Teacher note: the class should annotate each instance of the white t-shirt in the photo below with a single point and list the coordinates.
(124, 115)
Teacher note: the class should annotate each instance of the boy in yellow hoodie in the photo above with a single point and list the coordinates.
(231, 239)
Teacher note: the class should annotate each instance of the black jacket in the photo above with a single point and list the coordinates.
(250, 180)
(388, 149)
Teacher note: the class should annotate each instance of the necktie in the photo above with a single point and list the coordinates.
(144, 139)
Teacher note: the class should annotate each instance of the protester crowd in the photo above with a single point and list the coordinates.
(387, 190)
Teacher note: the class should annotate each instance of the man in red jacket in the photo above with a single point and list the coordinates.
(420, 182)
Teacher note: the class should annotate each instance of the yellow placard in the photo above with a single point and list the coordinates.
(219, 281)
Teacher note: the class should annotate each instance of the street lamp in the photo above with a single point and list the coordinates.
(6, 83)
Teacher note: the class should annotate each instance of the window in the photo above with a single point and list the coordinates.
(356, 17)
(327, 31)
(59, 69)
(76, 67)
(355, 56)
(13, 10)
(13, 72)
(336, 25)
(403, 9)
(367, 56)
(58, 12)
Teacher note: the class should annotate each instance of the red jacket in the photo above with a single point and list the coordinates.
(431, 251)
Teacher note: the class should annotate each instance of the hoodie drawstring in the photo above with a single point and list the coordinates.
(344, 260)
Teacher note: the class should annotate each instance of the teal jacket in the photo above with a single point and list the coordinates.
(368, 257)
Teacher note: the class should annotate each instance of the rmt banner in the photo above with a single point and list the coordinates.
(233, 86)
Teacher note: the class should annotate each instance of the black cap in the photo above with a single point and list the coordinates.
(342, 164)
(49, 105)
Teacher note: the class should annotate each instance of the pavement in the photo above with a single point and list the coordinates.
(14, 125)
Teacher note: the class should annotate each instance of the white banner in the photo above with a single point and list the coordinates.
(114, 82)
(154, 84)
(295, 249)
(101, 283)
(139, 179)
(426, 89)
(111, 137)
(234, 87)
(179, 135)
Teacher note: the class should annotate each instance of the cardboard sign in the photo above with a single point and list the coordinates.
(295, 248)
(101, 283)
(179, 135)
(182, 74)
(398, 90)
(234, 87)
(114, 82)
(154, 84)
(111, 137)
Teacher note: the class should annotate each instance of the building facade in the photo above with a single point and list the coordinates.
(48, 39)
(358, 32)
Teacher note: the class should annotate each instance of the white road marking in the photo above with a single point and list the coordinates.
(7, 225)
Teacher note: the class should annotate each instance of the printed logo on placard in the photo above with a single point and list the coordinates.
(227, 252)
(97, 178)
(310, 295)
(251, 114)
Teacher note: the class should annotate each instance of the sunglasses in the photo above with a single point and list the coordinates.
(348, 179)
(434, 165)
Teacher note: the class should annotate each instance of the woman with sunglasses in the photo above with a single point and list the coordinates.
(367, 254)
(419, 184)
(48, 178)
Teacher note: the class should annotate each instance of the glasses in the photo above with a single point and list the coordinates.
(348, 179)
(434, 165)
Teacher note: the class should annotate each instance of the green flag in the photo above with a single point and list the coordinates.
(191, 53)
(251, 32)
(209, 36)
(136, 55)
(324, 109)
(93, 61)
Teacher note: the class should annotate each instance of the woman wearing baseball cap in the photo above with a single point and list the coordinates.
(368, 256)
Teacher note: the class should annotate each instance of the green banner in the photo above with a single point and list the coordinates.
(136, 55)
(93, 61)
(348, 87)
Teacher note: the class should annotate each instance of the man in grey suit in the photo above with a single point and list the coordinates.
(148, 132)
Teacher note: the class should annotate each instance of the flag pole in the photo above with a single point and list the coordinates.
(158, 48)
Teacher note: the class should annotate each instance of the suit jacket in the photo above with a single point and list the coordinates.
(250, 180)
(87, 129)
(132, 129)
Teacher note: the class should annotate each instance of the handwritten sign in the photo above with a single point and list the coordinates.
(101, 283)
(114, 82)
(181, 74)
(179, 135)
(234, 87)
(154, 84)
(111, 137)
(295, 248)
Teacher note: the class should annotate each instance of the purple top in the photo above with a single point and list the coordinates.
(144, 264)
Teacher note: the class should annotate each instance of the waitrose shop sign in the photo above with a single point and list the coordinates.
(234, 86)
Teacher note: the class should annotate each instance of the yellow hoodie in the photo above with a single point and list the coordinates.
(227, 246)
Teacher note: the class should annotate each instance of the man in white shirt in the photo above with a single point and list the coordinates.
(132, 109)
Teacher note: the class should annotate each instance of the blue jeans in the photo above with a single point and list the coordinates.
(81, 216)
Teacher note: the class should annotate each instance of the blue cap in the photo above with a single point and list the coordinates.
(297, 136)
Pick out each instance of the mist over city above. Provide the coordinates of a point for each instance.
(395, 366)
※ ※ ※
Objective: Starting from the line containing "of the waitrose" and ending with the final line of the data, reproduce each line exactly as it appears, including no other lines.

The answer:
Teacher note: the class should annotate each instance of the waitrose shop sign in the photo above with a single point and list the coordinates.
(234, 86)
Teacher note: the class should annotate each instance of the yellow hoodie in the photo above with a single point and list the coordinates.
(227, 246)
Teacher note: the class should annotate each instance of the man in white shirt in the photo above with a single point and list the coordinates.
(132, 109)
Teacher note: the class should annotate each instance of the blue jeans in the photo above with a single point and list the coordinates.
(81, 216)
Teacher note: the class should annotate each instance of the blue cap in the photo above with a single point and list the coordinates.
(297, 136)
Pick out each instance of the mist over city above. Provide the coordinates of a point for each instance.
(395, 366)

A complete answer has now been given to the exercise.